→ ACTIVITY
In the answer, each line of the listing should appear again unchanged.

[RECORDS FOR THE TASK Boundary: Start]

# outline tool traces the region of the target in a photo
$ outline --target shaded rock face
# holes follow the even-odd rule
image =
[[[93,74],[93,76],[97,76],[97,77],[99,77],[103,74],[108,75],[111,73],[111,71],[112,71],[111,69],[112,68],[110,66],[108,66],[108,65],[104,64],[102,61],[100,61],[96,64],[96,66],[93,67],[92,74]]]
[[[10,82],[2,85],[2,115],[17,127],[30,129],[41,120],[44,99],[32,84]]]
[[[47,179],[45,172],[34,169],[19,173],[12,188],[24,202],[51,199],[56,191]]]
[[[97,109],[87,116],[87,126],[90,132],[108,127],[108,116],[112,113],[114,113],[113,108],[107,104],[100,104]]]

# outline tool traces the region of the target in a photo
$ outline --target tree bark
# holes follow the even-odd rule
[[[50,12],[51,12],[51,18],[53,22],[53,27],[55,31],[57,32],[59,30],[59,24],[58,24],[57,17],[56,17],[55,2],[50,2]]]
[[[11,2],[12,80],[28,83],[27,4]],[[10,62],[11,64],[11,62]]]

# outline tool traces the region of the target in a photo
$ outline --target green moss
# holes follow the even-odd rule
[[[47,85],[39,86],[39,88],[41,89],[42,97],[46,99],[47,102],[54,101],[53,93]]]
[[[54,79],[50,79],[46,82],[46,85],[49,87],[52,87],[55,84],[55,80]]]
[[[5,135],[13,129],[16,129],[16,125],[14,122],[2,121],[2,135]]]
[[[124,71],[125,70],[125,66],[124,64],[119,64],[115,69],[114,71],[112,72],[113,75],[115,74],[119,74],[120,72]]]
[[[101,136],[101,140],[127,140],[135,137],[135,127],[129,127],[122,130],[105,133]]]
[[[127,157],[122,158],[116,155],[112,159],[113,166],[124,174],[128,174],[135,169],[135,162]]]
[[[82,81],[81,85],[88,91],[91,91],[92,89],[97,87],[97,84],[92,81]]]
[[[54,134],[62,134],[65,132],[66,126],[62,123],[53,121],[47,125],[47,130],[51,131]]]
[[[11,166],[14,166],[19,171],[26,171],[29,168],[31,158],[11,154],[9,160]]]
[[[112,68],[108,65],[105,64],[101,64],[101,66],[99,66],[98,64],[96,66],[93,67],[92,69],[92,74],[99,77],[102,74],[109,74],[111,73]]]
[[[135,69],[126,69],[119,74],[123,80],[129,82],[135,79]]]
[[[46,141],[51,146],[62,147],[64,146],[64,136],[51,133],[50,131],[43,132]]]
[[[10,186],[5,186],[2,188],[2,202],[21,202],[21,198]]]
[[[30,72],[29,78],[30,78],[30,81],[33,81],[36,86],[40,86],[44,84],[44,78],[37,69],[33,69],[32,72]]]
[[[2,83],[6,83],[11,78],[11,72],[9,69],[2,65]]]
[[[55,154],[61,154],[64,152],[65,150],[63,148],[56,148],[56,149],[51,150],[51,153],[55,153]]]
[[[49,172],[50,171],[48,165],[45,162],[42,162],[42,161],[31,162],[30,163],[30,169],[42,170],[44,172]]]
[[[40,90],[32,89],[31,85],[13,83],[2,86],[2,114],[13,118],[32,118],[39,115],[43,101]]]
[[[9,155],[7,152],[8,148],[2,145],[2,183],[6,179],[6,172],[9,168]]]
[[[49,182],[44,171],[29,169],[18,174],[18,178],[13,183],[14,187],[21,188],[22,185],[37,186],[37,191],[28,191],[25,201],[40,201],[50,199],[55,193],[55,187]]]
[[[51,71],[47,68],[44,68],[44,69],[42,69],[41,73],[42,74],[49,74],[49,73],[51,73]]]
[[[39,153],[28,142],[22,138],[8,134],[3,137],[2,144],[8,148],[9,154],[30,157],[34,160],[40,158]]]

[RECORDS FOR THE TASK Boundary: End]

→ ANSWER BELOW
# outline tool traces the region of the target in a photo
$ outline --target shaded rock face
# holes follow the even-odd rule
image =
[[[93,74],[93,76],[97,76],[97,77],[99,77],[103,74],[108,75],[111,73],[111,71],[112,71],[111,69],[112,68],[110,66],[108,66],[108,65],[104,64],[102,61],[100,61],[96,64],[96,66],[93,67],[92,74]]]
[[[10,82],[2,85],[2,115],[17,127],[30,129],[41,120],[44,99],[32,84]]]
[[[47,179],[45,172],[34,169],[19,173],[12,188],[24,202],[51,199],[56,191]]]
[[[97,109],[87,116],[87,126],[90,132],[108,127],[108,116],[112,113],[114,113],[113,108],[107,104],[100,104]]]

# outline tool traces the region of the target in a photo
$ outline --target tree bark
# holes follow the even-odd rule
[[[50,12],[51,12],[51,18],[53,22],[53,27],[55,31],[57,32],[59,30],[59,24],[58,24],[57,17],[56,17],[55,2],[50,2]]]
[[[11,2],[12,80],[28,83],[27,4]],[[10,62],[11,64],[11,62]]]

# outline tool traces the region of the target in a photo
$ outline --target green moss
# holes follow the even-odd rule
[[[47,85],[39,86],[39,88],[41,89],[42,97],[46,99],[47,102],[54,101],[53,93]]]
[[[54,79],[50,79],[46,82],[46,85],[49,87],[52,87],[55,84],[55,80]]]
[[[5,135],[13,129],[16,129],[16,125],[14,122],[2,121],[2,135]]]
[[[124,71],[125,70],[125,66],[124,64],[119,64],[115,69],[114,71],[112,72],[113,75],[115,74],[119,74],[120,72]]]
[[[101,136],[101,140],[127,140],[135,137],[135,127],[129,127],[122,130],[105,133]]]
[[[127,157],[122,158],[116,155],[112,159],[113,166],[124,174],[128,174],[135,169],[135,162]]]
[[[82,81],[81,85],[88,91],[91,91],[92,89],[97,87],[97,84],[92,81]]]
[[[54,134],[62,134],[65,132],[66,126],[62,123],[53,121],[47,125],[47,130],[51,131]]]
[[[11,166],[14,166],[19,171],[26,171],[29,168],[31,158],[11,154],[9,160]]]
[[[112,68],[108,65],[105,64],[101,64],[101,66],[99,66],[98,64],[96,66],[93,67],[92,69],[92,74],[99,77],[102,74],[109,74],[111,73]]]
[[[135,69],[126,69],[119,74],[123,80],[129,82],[135,79]]]
[[[46,141],[51,146],[62,147],[64,146],[64,136],[51,133],[50,131],[43,132]]]
[[[10,186],[5,186],[2,188],[2,202],[21,202],[21,198]]]
[[[30,72],[29,78],[30,78],[30,81],[33,81],[36,86],[40,86],[44,84],[44,78],[37,69],[33,69],[32,72]]]
[[[2,83],[6,83],[11,78],[11,72],[9,69],[2,65]]]
[[[55,154],[61,154],[64,152],[65,150],[63,148],[56,148],[56,149],[51,150],[51,153],[55,153]]]
[[[49,172],[50,171],[48,165],[45,162],[42,162],[42,161],[31,162],[30,163],[30,169],[42,170],[44,172]]]
[[[40,90],[32,89],[31,85],[13,83],[2,86],[2,114],[13,118],[32,118],[39,115],[43,101]]]
[[[9,155],[7,152],[8,148],[2,145],[2,183],[6,179],[6,172],[9,168]]]
[[[49,182],[44,171],[29,169],[18,174],[18,178],[13,183],[14,187],[21,188],[22,185],[37,186],[37,191],[28,191],[25,201],[40,201],[50,199],[55,193],[55,187]]]
[[[51,71],[47,68],[44,68],[44,69],[42,69],[41,73],[42,74],[49,74],[49,73],[51,73]]]
[[[39,153],[28,142],[22,138],[8,134],[3,137],[2,144],[8,148],[9,154],[30,157],[34,160],[40,158]]]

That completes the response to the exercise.